3.2 Bylaws. The bylaws of Merger Sub in effect immediately prior to the
Effective Time shall be the bylaws of the Surviving Corporation, until duly
amended in accordance with applicable law, the terms thereof and the Surviving
Corporation's certificate of incorporation; provided, however, that such bylaws
shall be amended to reflect that the name of the Surviving Corporation is
"Telelogic Configuration Management, Inc."
ARTICLE 4
DIRECTORS AND OFFICERS OF THE SURVIVING CORPORATION
4.1 Directors. The directors of Merger Sub immediately prior to the
Effective Time shall be the directors of the Surviving Corporation as of the
Effective Time and until their successors are duly appointed or elected in
accordance with applicable law and the Surviving Corporation's certificate of
incorporation and bylaws.
4.2 Officers. The officers of Merger Sub immediately prior to the
Effective Time shall be the officers of the Surviving Corporation as of the
Effective Time and until their successors are duly appointed or elected in
accordance with applicable law and the Surviving Corporation's certificate of
incorporation and bylaws.

=== Exercise input ===
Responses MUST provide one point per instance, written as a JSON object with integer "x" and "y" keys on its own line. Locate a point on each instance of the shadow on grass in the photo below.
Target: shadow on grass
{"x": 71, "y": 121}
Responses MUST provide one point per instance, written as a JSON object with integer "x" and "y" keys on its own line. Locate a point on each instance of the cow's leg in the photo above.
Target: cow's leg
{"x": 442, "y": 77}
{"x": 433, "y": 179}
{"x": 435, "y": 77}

==

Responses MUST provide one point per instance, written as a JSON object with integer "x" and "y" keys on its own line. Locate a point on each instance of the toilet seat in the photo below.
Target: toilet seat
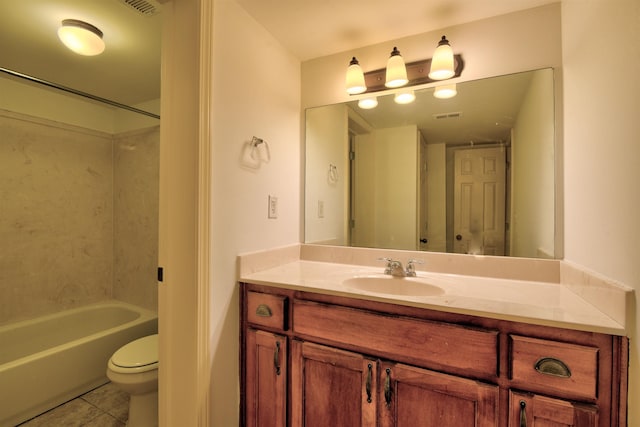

==

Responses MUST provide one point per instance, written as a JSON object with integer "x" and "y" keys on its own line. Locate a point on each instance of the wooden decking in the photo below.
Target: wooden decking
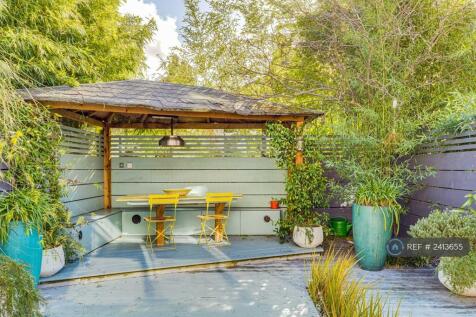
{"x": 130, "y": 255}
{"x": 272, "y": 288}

=== Job A ===
Answer these questions about the merger text:
(i) What name must the bylaws be amended to give the Surviving Corporation?
(ii) Who become the directors of the Surviving Corporation as of the Effective Time?
(iii) Which article number covers the directors and officers of the Surviving Corporation?
=== Job B ===
List every line of the rows that contains the word "decking".

=== Expected answer A ===
(i) "Telelogic Configuration Management, Inc."
(ii) The directors of Merger Sub immediately prior to the Effective Time.
(iii) Article 4.

=== Expected answer B ===
Responses MUST provide one point per instance, written as a JSON object with integer "x" and "y" keys on its own line. Locate a point on each instance of the wooden decking in the photo below.
Target: wooden decking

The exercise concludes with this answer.